• **Reading text**
————

Common use of Title to Tangible Assets Clause in Contracts

Title to Tangible Assets. The Company and each of its Subsidiaries has good and valid title in fee simple to all its real property and good title to all its leasehold interests and other material tangible properties and assets as reflected in the most recent balance sheet included in the Company Financial Statements and the notes thereto, except for properties and assets that have been disposed of in the ordinary course of business since the date of such balance sheet, free and clear of all Liens of any nature whatsoever, except (a) Liens for current Taxes, payments of which are not yet delinquent, and (b) such imperfections in title and easements and encumbrances as are not substantial in character, amount or extent and do not materially detract from the value, or interfere with the present use of the property subject thereto or affected thereby, or otherwise materially impair the Company’s or such Subsidiary’s business operations (in the manner presently carried on by the Company or such Subsidiary). All leases under which the Company or any of its Subsidiaries leases any real or personal property are in good standing, valid and effective in accordance with their respective terms, and there is not, under any of such leases, any existing default or event which with notice or lapse of time or both would become a default, other than any such failure to be in good standing, valid and effective and defaults thereunder which would not reasonably be expected to have a Material Adverse Effect. All such properties and assets are in good condition and repair, reasonable wear and tear excepted, and are adequate to carry on the business of the Company and the Company’s Subsidiaries as currently conducted, except as would not reasonably be expected to have a Material Adverse Effect.

————

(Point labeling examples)
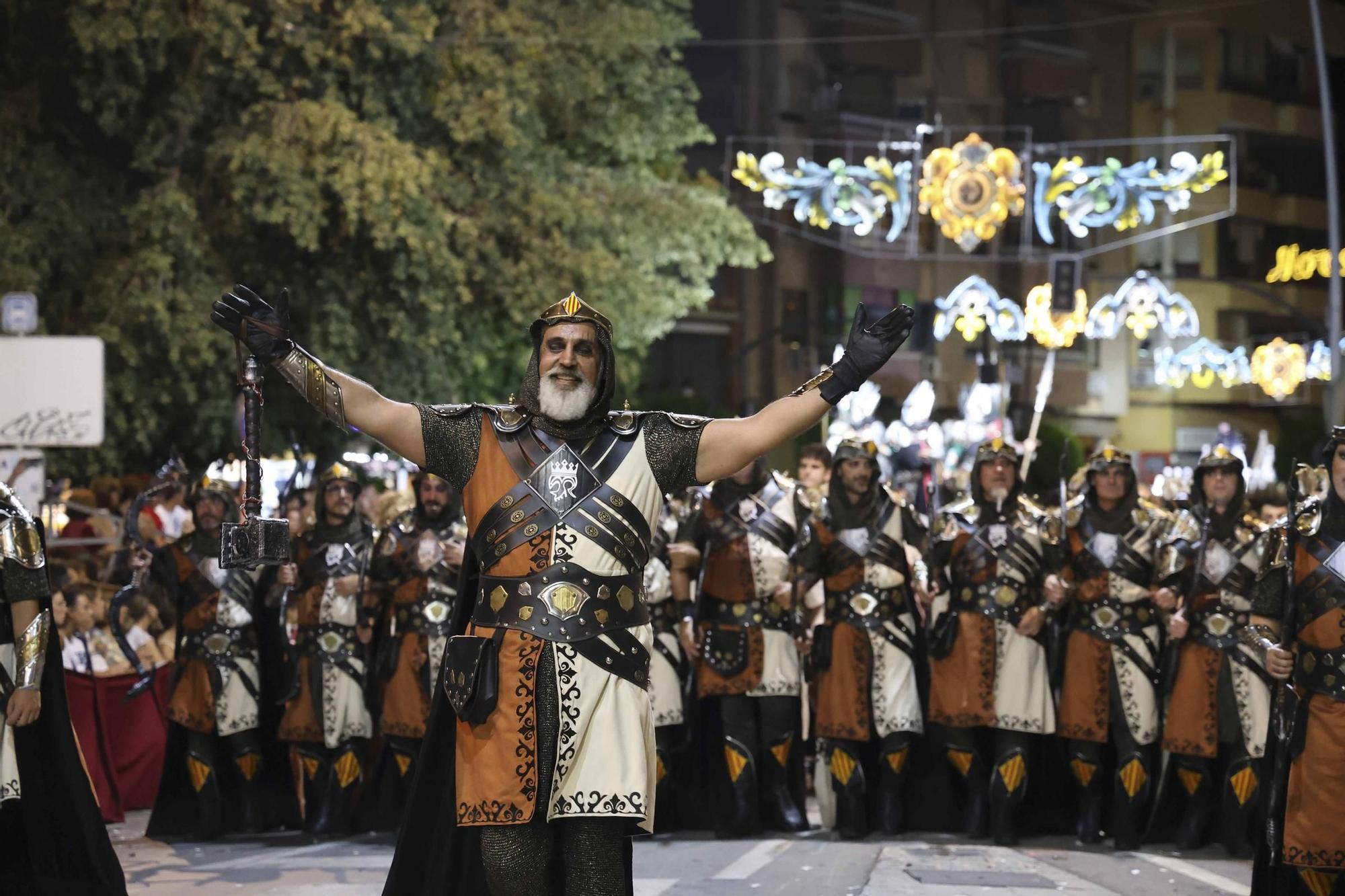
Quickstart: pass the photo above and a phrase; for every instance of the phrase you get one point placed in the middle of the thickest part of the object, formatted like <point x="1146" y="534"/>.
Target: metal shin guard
<point x="1132" y="786"/>
<point x="245" y="751"/>
<point x="1086" y="768"/>
<point x="1195" y="775"/>
<point x="894" y="756"/>
<point x="848" y="783"/>
<point x="969" y="771"/>
<point x="781" y="807"/>
<point x="1008" y="787"/>
<point x="743" y="787"/>
<point x="1241" y="798"/>
<point x="205" y="779"/>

————

• **Short exercise 1**
Under the title-to-assets clause, which Liens for Taxes are excepted?
• **Short exercise 2**
Recast the point labeling entries as a two-column CSV with the headers request and answer. Give one row per entry, with each field quoted, line breaks replaced by spaces, and the pictures omitted.

• **Task result 1**
Liens for current Taxes whose payments are not yet delinquent.

• **Task result 2**
request,answer
"Quickstart: pass the photo above and a phrase; for every instance of the phrase you get one point placed in the middle of the thickest part of the object, formatted like <point x=""1146"" y=""534""/>. Target: metal shin guard","<point x=""1132"" y=""786""/> <point x=""245"" y=""751""/> <point x=""1086"" y=""768""/> <point x=""1195"" y=""775""/> <point x=""894"" y=""756""/> <point x=""848"" y=""783""/> <point x=""969"" y=""771""/> <point x=""781"" y=""807""/> <point x=""1008"" y=""787""/> <point x=""743"" y=""787""/> <point x=""1241"" y=""798""/> <point x=""205"" y=""779""/>"